---- DATA SUPPLIED

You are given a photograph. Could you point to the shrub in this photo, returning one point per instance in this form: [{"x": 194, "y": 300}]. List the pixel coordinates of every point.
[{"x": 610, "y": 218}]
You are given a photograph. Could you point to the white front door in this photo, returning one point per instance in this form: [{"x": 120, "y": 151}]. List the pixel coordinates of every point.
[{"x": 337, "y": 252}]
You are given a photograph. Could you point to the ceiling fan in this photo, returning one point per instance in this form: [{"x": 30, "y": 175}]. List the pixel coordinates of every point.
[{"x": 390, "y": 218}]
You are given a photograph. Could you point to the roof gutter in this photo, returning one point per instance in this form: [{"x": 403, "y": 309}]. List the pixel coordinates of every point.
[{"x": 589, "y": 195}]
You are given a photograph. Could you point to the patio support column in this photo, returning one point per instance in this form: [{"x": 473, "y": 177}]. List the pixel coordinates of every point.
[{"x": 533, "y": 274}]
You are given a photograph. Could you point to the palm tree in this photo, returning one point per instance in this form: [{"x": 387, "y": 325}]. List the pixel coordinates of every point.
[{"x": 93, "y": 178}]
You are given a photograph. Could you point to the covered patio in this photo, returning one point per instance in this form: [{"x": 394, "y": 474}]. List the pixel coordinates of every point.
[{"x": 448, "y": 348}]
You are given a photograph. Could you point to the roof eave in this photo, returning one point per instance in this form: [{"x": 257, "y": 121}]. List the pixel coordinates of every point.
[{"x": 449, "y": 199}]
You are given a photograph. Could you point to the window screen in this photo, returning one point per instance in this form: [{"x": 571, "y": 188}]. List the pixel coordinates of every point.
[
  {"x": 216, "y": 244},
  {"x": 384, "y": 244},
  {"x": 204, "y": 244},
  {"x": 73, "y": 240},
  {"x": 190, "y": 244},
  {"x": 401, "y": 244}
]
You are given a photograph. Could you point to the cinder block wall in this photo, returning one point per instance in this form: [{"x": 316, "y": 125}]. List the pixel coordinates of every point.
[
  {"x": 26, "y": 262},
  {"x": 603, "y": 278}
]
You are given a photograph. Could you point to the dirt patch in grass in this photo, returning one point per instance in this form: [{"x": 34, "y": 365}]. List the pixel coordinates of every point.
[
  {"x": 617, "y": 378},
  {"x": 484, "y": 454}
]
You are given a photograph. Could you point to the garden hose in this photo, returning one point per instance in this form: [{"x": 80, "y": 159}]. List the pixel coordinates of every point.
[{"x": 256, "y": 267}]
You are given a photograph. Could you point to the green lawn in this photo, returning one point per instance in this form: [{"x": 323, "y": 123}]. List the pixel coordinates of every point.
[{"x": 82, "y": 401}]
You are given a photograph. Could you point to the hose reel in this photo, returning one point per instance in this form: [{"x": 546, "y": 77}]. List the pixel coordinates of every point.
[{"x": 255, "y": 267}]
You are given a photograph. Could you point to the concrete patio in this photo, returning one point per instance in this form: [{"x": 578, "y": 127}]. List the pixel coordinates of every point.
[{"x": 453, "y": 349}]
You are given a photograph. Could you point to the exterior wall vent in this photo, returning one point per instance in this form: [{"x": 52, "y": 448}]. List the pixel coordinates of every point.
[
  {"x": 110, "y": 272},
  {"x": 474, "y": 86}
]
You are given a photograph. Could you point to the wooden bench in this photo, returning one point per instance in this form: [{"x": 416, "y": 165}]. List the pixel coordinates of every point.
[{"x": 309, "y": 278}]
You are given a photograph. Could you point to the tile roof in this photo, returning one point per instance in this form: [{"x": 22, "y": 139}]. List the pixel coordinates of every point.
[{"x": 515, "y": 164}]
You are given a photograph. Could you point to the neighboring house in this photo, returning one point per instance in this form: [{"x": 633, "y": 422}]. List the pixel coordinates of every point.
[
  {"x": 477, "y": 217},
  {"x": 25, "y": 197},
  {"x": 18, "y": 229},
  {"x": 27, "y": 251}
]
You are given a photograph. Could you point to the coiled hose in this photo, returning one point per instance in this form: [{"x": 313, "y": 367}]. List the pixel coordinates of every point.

--------

(TASK STATEMENT) Your task is to output the full set of records exactly as presented.

(IN RESPONSE)
You are given a photograph. Could you point to the shrub in this photo, returning one point per instance in this form: [{"x": 194, "y": 300}]. List the pixel coordinates of every point.
[{"x": 610, "y": 218}]
You are given a photograph. Could you point to the white front door in this photo, returning one point per instance in this form: [{"x": 120, "y": 151}]. List the pixel coordinates of every point.
[{"x": 337, "y": 252}]
You are given a photograph. Could you point to the ceiling fan in this photo, returning one point per instance in this form: [{"x": 30, "y": 175}]. List the pixel coordinates of every point.
[{"x": 390, "y": 218}]
You are given a photograph. Could you point to the roof gutter in this photo, returning one point per instance in this form: [{"x": 403, "y": 309}]. List the pixel coordinates of every point.
[{"x": 589, "y": 195}]
You are given a photograph. Could you point to the patio support column in this photo, returning one point per instance in this form: [{"x": 473, "y": 177}]. List the pixel coordinates of every point.
[{"x": 533, "y": 274}]
You are given a photograph. Could you point to the palm tree in this photo, returning one point per instance in this form: [{"x": 387, "y": 325}]. List the pixel coordinates of every point.
[{"x": 93, "y": 178}]
You are given a photograph. Could you point to the covered patio in this photo, returning one point per instance in this form: [{"x": 394, "y": 474}]. List the pixel coordinates of every point.
[{"x": 448, "y": 348}]
You are given a photograph. Could you point to the roof eave in this photo, returning one point per instance in this form: [{"x": 257, "y": 121}]. List the pixel coordinates of every point.
[{"x": 449, "y": 199}]
You are given a photograph. Could you point to the window screen in this photo, returning one point per instance in this form: [{"x": 571, "y": 188}]. List the pixel coordinates of every point.
[
  {"x": 216, "y": 244},
  {"x": 384, "y": 244},
  {"x": 204, "y": 244},
  {"x": 73, "y": 240},
  {"x": 190, "y": 244},
  {"x": 401, "y": 244}
]
You are given a photograph. Could you point to the cinder block wall in this photo, returning one point per instance in this form: [{"x": 316, "y": 125}]. List the pixel coordinates of every point.
[
  {"x": 26, "y": 262},
  {"x": 603, "y": 278}
]
You are given a photograph. Could you point to the dirt patch in grass in this photo, returning one point per instance in this form: [{"x": 34, "y": 365}]. List the pixel coordinates of every point.
[
  {"x": 617, "y": 378},
  {"x": 484, "y": 454}
]
You are given a photograph. Could you point to the garden hose in this photo, returning one point per instance in this form: [{"x": 80, "y": 159}]. List the pixel coordinates of every point.
[{"x": 256, "y": 267}]
You are given a photograph. Could you point to the green lawn in this photo, returning one point per instance in this form: [{"x": 323, "y": 123}]. List the pixel coordinates of every point.
[{"x": 82, "y": 401}]
You are given a photograph. Could you point to the hose reel in this photo, returning one point per instance in this form: [{"x": 546, "y": 77}]. List the pixel coordinates of every point.
[{"x": 255, "y": 267}]
You are given a photograph. Could you point to the concrete patio in this photo, returning one point per instance in this form: [{"x": 578, "y": 127}]. List the pixel coordinates of every point.
[{"x": 453, "y": 349}]
You are given a photograph. Could you point to the exterior wall vent in this photo, returning one point per instance in this form: [{"x": 52, "y": 448}]. List the pixel coordinates of every point.
[
  {"x": 110, "y": 272},
  {"x": 474, "y": 86}
]
You are given a photograph. Could you point to the wooden bench in this photo, returning one point per instance in this form: [{"x": 416, "y": 165}]. List the pixel coordinates of every point.
[{"x": 309, "y": 278}]
You are given a photograph. Could you point to the tile roof in this photo, returning one point per instance in this form: [{"x": 22, "y": 139}]. List the pixel coordinates of every point.
[{"x": 515, "y": 164}]
You are given a photograph. Could you point to the neighboring house in this photo, returning one point per instance in this form: [{"x": 633, "y": 422}]. List the pixel coordinates of every point.
[
  {"x": 477, "y": 217},
  {"x": 25, "y": 197},
  {"x": 18, "y": 229},
  {"x": 27, "y": 251}
]
You are given a photograph. Could you point to the coiled hose in this photo, returning one point per instance in this form: [{"x": 313, "y": 367}]. List the pixel coordinates of every point.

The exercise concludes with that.